* What you are asked to do
Count the lines in the items below that contain the string "green", treating case as significant, and give only the number.

Stored data entries:
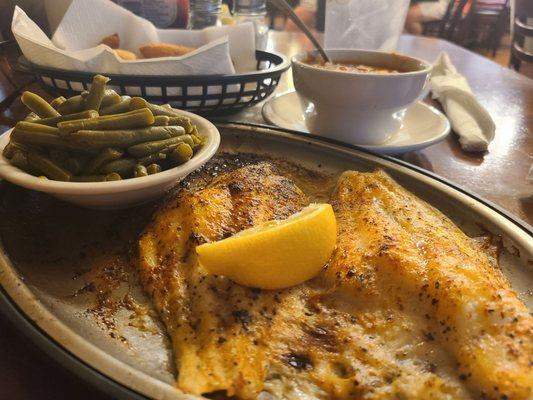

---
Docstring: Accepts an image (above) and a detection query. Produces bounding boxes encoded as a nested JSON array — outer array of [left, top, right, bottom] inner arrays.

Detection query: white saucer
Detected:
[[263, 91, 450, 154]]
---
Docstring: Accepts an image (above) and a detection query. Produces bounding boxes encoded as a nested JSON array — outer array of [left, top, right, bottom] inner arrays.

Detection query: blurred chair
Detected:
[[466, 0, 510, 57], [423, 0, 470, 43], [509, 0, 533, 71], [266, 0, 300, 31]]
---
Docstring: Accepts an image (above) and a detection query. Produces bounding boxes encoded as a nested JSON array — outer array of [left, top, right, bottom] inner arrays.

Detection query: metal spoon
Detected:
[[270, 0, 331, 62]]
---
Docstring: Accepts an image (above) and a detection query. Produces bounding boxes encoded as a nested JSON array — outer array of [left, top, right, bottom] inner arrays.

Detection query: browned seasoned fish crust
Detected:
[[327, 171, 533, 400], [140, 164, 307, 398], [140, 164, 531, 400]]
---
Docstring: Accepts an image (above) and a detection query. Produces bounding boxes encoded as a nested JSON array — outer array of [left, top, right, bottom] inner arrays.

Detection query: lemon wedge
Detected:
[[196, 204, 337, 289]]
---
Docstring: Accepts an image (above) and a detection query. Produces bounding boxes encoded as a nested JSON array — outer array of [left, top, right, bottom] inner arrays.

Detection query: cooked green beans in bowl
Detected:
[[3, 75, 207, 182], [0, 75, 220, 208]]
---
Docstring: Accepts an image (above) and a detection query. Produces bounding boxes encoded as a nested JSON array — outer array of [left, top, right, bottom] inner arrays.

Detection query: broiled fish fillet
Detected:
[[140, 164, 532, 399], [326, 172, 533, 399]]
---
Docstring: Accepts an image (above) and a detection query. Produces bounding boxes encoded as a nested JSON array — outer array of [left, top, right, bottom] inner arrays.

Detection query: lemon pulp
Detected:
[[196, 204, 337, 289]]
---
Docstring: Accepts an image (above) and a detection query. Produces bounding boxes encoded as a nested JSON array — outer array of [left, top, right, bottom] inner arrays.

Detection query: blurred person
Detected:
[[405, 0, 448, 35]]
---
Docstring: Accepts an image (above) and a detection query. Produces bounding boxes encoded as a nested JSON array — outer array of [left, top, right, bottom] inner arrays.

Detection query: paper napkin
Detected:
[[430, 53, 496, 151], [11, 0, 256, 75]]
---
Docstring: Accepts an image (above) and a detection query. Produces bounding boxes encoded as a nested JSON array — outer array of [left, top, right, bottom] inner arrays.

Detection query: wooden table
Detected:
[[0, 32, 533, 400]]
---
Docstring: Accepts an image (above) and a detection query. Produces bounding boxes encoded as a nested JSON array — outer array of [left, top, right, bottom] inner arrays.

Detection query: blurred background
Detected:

* * *

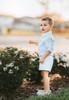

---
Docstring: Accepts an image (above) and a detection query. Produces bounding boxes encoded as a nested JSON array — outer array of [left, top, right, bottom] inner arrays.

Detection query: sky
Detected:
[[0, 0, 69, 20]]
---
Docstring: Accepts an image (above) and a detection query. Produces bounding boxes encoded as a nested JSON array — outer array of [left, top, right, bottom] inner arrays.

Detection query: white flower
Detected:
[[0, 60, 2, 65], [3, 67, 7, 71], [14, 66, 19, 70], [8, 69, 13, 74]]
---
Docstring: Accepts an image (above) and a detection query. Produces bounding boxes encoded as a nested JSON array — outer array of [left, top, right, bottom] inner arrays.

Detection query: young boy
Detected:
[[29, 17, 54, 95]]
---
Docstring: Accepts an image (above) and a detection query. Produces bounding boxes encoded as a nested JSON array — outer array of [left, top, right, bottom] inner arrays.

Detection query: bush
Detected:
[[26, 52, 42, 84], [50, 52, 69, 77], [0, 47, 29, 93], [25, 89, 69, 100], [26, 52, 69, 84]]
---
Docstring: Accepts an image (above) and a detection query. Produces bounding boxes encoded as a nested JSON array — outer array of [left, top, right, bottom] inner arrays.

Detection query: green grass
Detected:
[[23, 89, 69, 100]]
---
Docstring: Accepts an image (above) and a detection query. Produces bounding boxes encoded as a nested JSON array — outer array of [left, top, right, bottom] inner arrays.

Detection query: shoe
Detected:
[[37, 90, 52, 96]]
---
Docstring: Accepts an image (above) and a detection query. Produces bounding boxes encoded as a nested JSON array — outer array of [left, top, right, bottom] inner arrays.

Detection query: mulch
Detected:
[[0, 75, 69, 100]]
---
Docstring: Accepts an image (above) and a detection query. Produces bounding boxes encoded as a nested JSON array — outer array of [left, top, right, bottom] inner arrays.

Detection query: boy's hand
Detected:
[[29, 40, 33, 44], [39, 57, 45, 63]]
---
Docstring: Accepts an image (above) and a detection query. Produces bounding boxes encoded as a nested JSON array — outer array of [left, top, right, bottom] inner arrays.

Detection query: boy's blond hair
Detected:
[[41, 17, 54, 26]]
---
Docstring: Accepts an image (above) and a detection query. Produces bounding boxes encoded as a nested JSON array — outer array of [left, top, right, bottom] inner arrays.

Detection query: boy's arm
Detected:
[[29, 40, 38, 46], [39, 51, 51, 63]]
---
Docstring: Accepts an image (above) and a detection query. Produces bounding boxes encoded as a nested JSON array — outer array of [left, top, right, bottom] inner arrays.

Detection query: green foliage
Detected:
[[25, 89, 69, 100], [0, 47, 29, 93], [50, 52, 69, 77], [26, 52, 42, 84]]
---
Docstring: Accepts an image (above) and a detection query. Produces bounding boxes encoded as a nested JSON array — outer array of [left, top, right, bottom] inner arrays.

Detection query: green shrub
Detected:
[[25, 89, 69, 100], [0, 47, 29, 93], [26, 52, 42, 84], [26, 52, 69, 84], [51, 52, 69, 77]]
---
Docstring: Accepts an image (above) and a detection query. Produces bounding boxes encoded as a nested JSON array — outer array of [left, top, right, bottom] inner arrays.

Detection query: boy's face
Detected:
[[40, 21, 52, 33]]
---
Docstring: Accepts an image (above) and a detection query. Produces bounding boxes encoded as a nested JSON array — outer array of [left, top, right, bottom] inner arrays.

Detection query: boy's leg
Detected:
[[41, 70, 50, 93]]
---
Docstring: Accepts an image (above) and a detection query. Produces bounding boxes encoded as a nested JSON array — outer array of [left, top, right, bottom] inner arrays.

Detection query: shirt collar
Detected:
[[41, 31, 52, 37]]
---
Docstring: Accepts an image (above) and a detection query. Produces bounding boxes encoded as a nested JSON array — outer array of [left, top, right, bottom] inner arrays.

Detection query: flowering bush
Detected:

---

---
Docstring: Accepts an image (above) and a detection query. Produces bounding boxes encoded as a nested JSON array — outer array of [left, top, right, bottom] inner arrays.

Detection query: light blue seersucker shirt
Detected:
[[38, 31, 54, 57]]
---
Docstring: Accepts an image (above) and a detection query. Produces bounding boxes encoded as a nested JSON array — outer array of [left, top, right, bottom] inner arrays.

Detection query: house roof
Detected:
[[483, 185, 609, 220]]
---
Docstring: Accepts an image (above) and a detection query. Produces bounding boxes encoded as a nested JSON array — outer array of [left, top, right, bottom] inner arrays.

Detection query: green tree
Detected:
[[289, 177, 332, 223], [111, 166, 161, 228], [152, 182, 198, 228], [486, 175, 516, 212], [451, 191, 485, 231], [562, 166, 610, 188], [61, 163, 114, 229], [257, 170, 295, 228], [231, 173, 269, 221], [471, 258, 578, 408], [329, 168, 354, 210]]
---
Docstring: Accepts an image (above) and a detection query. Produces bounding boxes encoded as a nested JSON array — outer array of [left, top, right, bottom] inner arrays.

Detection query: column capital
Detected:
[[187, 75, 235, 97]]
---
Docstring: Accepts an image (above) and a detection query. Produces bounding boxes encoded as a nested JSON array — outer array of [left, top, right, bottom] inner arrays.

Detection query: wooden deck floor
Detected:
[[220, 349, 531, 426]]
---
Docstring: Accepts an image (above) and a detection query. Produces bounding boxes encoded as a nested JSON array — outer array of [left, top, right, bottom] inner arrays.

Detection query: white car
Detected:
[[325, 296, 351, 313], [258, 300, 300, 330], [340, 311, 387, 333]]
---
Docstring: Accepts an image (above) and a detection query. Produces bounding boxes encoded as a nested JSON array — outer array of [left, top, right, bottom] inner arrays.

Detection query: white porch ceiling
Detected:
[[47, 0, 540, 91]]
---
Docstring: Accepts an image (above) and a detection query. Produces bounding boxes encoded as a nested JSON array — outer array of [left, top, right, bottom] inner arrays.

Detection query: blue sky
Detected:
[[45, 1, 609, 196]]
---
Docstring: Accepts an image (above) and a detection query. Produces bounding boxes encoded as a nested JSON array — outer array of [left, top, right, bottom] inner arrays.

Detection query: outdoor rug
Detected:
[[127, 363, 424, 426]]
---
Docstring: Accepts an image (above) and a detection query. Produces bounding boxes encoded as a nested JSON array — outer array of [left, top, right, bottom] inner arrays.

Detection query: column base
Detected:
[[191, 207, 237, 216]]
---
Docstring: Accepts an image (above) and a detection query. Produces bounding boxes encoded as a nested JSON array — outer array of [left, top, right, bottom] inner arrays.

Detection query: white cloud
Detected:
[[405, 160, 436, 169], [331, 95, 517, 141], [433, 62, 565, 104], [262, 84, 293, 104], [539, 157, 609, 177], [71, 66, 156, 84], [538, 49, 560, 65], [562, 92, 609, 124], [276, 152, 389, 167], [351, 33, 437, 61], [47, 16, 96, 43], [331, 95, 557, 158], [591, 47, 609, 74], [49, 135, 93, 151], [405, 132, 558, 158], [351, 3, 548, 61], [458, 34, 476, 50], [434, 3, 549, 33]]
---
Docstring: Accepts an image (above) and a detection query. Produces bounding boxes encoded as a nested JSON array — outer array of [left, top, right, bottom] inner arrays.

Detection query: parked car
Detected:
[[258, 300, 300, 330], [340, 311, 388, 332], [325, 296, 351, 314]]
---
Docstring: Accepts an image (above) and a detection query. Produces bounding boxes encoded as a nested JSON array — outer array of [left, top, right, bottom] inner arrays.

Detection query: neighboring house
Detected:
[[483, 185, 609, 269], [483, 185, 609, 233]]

* Written solution
5